» Written problem:
Return all of the lines below exactly as they are.

» Data provided:
---

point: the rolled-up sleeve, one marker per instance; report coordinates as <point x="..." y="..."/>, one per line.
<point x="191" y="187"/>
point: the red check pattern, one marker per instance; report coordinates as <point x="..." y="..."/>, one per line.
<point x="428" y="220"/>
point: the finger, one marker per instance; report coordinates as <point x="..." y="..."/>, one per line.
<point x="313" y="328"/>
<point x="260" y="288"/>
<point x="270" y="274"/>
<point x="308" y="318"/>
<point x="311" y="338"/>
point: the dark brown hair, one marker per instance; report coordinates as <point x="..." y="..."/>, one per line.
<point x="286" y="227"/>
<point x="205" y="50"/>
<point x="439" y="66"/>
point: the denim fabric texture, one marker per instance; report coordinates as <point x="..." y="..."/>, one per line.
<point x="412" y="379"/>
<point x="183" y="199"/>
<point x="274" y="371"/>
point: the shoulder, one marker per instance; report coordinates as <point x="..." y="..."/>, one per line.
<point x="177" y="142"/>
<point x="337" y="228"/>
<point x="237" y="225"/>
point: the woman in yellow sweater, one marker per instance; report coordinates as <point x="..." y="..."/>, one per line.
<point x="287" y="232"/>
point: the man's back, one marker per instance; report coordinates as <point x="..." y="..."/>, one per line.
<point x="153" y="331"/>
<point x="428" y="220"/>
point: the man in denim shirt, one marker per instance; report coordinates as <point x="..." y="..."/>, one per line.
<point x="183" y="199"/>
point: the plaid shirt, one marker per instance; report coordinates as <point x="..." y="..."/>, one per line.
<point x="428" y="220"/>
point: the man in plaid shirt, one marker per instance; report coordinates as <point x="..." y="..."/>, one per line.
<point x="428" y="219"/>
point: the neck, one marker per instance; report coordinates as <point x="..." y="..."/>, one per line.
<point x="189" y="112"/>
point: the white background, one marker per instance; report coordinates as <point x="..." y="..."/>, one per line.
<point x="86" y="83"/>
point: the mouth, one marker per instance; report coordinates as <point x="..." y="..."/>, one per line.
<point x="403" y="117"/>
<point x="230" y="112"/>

---

» Task response:
point: the rolled-up sleeve, one marker per instance; report coordinates as <point x="..." y="..."/>, one per line.
<point x="191" y="187"/>
point: the red check pattern, one marker per instance; report coordinates as <point x="..." y="..."/>, one per line.
<point x="428" y="220"/>
point: the finger, one marker per instance; report coordinates as <point x="..." y="..."/>, one per line.
<point x="313" y="328"/>
<point x="260" y="288"/>
<point x="270" y="274"/>
<point x="308" y="318"/>
<point x="311" y="338"/>
point: the dark brown hair, one marker per instance; report coordinates as <point x="..." y="..."/>, one per line.
<point x="286" y="227"/>
<point x="205" y="50"/>
<point x="439" y="66"/>
point: the denim fabric texture, one marker per instance; report coordinates as <point x="..." y="..."/>, one per line.
<point x="412" y="379"/>
<point x="183" y="199"/>
<point x="274" y="371"/>
point: the shoulder, one marker per instance; report coordinates as <point x="..." y="..."/>, one per line.
<point x="177" y="142"/>
<point x="337" y="228"/>
<point x="237" y="225"/>
point: the woman in yellow sweater, one marker per instance; report coordinates as <point x="..." y="..."/>, one per line.
<point x="287" y="232"/>
point: the man's back, one marker per instance; report coordinates as <point x="..." y="..."/>, one per line.
<point x="153" y="331"/>
<point x="428" y="220"/>
point: the man in denim shirt, one marker per instance; report coordinates as <point x="..." y="..."/>, one per line.
<point x="183" y="199"/>
point: the plaid shirt, one marker per instance; report coordinates as <point x="..." y="..."/>, one per line.
<point x="428" y="220"/>
point: the man in plaid shirt, one marker per instance; report coordinates as <point x="..." y="..."/>, one per line.
<point x="428" y="219"/>
point: the neck, one marker per instance; report coordinates as <point x="..." y="..."/>, one per line.
<point x="189" y="112"/>
point: the white background, one marker per instance; report coordinates as <point x="..." y="..."/>, one per line.
<point x="86" y="83"/>
point: the mouth, one marker per instance; report coordinates as <point x="..." y="..."/>, one per line.
<point x="403" y="117"/>
<point x="230" y="112"/>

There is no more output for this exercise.